Text section>
====
Most countries are moving toward renewable energy and have defined – often timestamped – plans to phase down or phase out coal. These commitments reflect growing recognition of the health, environmental, and climate impacts associated with coal-fired power generation. However, coal power will not disappear overnight. In several large and fast-growing economies, many coal plants are relatively new and are expected to operate for decades. For example, more than two-thirds of the coal fleet in India is under 20 years old, with around a third under a decade old.
These plants were financed, built, and integrated into power systems with the expectation of long operating lives. In economically challenged regions such as emerging Asia, where the majority of the global coal fleet operates, early closure of coal plants – well before their expected 40-60-year lifetimes – is costly and often unattainable without substantial external finance. Utilities and governments face complex trade-offs between environmental objectives, energy security, affordability, and financial stability. As a result, coal plants that are already built are likely to continue operating for some time, even as countries expand renewable energy capacity.
This creates a fundamental challenge for the energy transition. Coal power remains a major source of air pollution and climate-warming emissions that harm human health and the environment. Even as coal capacity declines, there is a real risk that pollution persists – or even worsens – if the remaining fleet is not managed effectively. Simply assuming that emissions will fall automatically as coal use declines overlooks the operational realities of power systems in transition. What is needed is a practical, step-by-step approach that reduces emissions from coal in the near term while supporting a credible pathway toward eventual phase-out.
The idea of a “Glide Path”
A “Glide Path for Coal” is a planned, gradual strategy that reduces pollution year by year as coal plants move toward retirement. Rather than focusing solely on end-points such as full phase-out dates, a Glide Path emphasises how coal plants are operated, prioritised, and retired over time. This approach recognises that coal generation may persist during the transition but seeks to minimise its environmental and health impacts as rapidly and efficiently as possible.
A recent Global Environment Facility (GEF) project led by Macquarie University evaluated emissions from the global coal fleet under different future energy and policy scenarios, including business-as-usual operation, early retirement, and the installation of air-pollution control devices. The analysis considered current and planned energy policies, as well as potential future strategies, with a particular focus on emerging economies where coal remains central to power supply.
====
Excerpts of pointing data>
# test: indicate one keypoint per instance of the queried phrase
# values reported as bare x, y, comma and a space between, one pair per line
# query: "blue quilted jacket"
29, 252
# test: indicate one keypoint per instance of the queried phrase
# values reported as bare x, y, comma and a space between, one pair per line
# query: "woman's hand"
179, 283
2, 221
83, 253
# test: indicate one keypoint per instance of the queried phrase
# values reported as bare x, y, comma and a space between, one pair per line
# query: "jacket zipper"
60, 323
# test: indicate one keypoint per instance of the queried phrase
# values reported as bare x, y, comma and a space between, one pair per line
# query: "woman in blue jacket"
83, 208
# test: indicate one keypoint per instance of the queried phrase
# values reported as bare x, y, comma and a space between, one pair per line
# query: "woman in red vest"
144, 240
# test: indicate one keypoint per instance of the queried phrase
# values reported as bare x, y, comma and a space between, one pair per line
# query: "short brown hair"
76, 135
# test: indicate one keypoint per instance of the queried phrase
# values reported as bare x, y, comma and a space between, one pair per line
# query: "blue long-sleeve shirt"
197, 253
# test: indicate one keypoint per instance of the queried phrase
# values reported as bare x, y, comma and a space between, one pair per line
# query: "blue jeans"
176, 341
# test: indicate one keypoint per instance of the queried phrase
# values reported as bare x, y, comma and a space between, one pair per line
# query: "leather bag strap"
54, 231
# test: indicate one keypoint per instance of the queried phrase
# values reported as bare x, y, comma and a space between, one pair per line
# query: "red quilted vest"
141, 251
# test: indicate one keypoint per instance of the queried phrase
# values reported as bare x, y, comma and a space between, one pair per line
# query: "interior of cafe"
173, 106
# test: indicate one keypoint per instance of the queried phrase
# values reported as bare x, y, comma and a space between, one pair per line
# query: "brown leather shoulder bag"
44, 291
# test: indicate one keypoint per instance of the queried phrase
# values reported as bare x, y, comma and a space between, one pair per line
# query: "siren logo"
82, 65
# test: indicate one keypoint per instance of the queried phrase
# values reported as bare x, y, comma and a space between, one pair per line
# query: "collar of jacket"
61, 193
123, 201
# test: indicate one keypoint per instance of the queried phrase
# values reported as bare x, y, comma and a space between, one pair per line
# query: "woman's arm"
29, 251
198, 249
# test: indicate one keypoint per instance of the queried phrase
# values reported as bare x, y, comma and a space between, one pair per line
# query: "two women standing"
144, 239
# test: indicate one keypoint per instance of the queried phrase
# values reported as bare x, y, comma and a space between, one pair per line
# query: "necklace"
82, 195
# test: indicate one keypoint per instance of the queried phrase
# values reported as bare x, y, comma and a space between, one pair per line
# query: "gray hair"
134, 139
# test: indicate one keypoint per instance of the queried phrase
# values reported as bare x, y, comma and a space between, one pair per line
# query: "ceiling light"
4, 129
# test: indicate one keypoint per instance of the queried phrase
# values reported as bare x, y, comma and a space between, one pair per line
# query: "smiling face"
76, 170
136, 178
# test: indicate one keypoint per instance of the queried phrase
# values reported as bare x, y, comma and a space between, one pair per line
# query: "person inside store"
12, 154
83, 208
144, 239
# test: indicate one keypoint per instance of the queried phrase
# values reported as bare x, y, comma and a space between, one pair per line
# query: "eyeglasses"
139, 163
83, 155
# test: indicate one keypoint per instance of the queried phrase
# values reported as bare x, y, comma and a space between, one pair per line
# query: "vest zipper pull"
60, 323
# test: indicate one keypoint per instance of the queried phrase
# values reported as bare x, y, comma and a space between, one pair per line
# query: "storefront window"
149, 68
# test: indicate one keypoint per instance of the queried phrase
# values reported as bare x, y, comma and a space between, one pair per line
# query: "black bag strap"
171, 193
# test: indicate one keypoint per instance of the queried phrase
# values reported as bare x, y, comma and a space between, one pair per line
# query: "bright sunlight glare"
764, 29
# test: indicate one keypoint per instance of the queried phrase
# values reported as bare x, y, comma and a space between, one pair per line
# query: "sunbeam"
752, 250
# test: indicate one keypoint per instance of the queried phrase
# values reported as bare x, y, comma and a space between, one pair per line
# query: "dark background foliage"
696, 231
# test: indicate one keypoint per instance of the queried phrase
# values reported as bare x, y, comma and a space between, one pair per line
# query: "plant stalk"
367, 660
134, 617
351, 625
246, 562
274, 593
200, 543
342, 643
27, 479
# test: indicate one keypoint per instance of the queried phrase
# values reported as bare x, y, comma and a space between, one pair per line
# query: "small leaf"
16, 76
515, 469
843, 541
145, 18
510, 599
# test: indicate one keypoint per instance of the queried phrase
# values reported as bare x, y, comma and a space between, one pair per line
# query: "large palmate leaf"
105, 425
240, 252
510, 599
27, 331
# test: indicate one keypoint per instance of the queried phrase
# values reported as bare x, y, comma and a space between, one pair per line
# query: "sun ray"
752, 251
====
What is asked>
1. Can you quote the part of the text on coal power that opens with the words containing "The idea of" and closes with "efficiently as possible."?
2. Can you extend the text on coal power past its final sentence?

Solved problems>
1.
The idea of a “Glide Path”
A “Glide Path for Coal” is a planned, gradual strategy that reduces pollution year by year as coal plants move toward retirement. Rather than focusing solely on end-points such as full phase-out dates, a Glide Path emphasises how coal plants are operated, prioritised, and retired over time. This approach recognises that coal generation may persist during the transition but seeks to minimise its environmental and health impacts as rapidly and efficiently as possible.

2.
The findings were clear and consistent across regions. Early closure of coal plants delivers far greater emission reductions than technical fixes alone. Avoiding the construction of new coal plants has an especially large impact, particularly in countries that already have excess coal capacity. Installing pollution-control equipment does reduce emissions, but these measures cannot match the benefits of retiring the dirtiest and least efficient plants sooner. In other words, which plants operate, and for how long, matters at least as much as how individual plants are retrofitted.
These conclusions may seem intuitive, yet they are not always reflected in policy or investment decisions. In many cases, pollution controls are promoted as a way to extend plant lifetimes, rather than as part of a managed decline.
A Glide Path would reframe this logic, using emissions performance to inform decisions about dispatch, refurbishment, limited operation, or early retirement.
Operational challenges in a transitioning power system
As coal fleets shrink, an important and often overlooked challenge emerges. The remaining coal plants are increasingly required to operate more flexibly to support growing shares of variable and non-dispatchable renewable energy such as wind and solar. Instead of running steadily in baseload mode, coal plants are often used as backup capacity, filling gaps when renewable output is low or demand is high. This shift in operating patterns has significant implications for emissions.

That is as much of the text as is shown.